*The task:*
Exactly as given, write out all the entries again.

● ● ● ● ●

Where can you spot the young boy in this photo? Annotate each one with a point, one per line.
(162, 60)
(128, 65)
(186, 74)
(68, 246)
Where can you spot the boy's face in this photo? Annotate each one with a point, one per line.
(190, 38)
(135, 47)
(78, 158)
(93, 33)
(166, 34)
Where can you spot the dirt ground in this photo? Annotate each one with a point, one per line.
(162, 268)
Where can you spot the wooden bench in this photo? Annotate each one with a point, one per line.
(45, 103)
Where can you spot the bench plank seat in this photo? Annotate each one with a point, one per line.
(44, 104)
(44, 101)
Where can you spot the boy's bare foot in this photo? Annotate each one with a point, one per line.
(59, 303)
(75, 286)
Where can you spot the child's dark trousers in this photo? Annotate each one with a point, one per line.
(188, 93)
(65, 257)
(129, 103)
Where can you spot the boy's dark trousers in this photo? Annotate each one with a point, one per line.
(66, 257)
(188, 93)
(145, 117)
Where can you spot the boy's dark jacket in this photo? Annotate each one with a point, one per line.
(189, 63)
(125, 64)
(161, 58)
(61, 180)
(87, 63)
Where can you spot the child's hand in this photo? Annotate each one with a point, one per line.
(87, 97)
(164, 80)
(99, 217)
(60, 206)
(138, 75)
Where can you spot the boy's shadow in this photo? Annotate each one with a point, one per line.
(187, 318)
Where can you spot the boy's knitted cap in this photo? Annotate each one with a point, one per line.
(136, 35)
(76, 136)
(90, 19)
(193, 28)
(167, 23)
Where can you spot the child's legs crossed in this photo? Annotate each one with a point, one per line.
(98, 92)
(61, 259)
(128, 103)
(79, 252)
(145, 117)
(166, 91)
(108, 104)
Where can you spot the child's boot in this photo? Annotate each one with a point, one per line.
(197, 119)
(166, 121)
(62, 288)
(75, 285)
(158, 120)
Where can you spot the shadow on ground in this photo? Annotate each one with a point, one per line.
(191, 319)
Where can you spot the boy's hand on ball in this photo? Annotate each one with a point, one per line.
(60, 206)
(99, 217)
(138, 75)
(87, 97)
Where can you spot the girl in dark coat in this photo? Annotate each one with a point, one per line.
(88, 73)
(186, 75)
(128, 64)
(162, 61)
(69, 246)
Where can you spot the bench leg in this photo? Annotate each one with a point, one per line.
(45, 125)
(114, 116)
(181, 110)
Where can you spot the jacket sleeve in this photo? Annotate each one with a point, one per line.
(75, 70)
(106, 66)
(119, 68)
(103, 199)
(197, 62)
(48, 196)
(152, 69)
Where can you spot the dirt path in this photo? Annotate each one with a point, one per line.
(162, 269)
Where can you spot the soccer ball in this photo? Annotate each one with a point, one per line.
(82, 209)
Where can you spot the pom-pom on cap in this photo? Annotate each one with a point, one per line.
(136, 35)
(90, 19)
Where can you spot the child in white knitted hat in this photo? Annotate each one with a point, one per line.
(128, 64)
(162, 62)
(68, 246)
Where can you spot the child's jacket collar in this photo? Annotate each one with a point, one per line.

● ● ● ● ●

*Written solution:*
Where can you spot the young boy in this photo? Annotate each one with a point, one per line.
(162, 60)
(128, 65)
(186, 74)
(68, 246)
Where can you spot the boy's face in this photo? Annotate each one with a point, one per line.
(190, 38)
(135, 47)
(78, 158)
(93, 33)
(166, 34)
Where can you spot the dirt ground in this photo? Annotate each one with a point, one per line.
(162, 268)
Where can you spot the wooden bench in this photo? Annotate each one with a point, one per line.
(45, 103)
Where can you spot the bench plank seat in this photo? Annotate each one with a point, one per line.
(44, 104)
(44, 101)
Where can you spot the boy's bare foot in this photo? Annotate each one with a point, one per line.
(59, 303)
(75, 286)
Where can you spot the child's dark trousers in this photo? Annotate each one with a point, one per line.
(188, 93)
(65, 257)
(129, 103)
Where can you spot the boy's dark trousers in this photo? Annotate each one with a point, one per line.
(66, 257)
(188, 93)
(145, 117)
Where can you spot the boy's dark jacket in this photo? Annotate each one with a point, one per line.
(189, 63)
(125, 64)
(161, 58)
(61, 180)
(87, 63)
Where can you spot the child's hand in this photo? Annotate each one with a point, one per line.
(87, 97)
(164, 80)
(99, 217)
(60, 206)
(138, 75)
Where can you spot the boy's shadow in this photo? Annotate each one with a point, one per line.
(187, 318)
Where can you spot the boy's knitted cap in this photo? Annotate each one with a point, one per line.
(136, 35)
(76, 136)
(90, 19)
(193, 28)
(167, 23)
Where can you spot the child's legs crossed in this photo? Annotate each one with a point, one per line.
(98, 92)
(61, 259)
(128, 103)
(79, 252)
(145, 117)
(166, 91)
(108, 104)
Where can you spot the child's boot in this photo? Annotate each one with a point, one per line.
(197, 119)
(166, 121)
(62, 288)
(75, 285)
(158, 120)
Where can you spot the shadow on ground in this photo? Annotate each one with a point, one per line.
(191, 319)
Where can you spot the boy's hand on ball in this photo? Annotate each one with a point, one per line.
(60, 206)
(99, 217)
(138, 75)
(87, 97)
Where can you spot the girl in dark coat in this photo? Annotate each one with a point, one per line.
(88, 73)
(186, 75)
(128, 64)
(162, 61)
(69, 246)
Where can you spot the bench leg in this photo? Annotate each one with a point, one per line.
(45, 125)
(114, 116)
(181, 110)
Where can you spot the jacket sleeve in this photo? Annotate each one with a point, one per line.
(75, 70)
(106, 66)
(119, 68)
(103, 199)
(197, 62)
(48, 196)
(152, 69)
Where can you spot the dirt path in this photo? Annotate each one with a point, one per line.
(162, 269)
Where can you spot the soccer ball in this photo? Annotate each one with a point, one per line.
(82, 209)
Where can you spot the pom-pom on cap in this photo? Annotate each one with a point, one per line.
(136, 35)
(90, 19)
Where can you spot the child in white knitted hat in this photo? Annotate each one with a point, one per line.
(128, 64)
(162, 62)
(68, 246)
Where can you spot the child's jacket collar in this photo? Annotate each one with a point, one per line.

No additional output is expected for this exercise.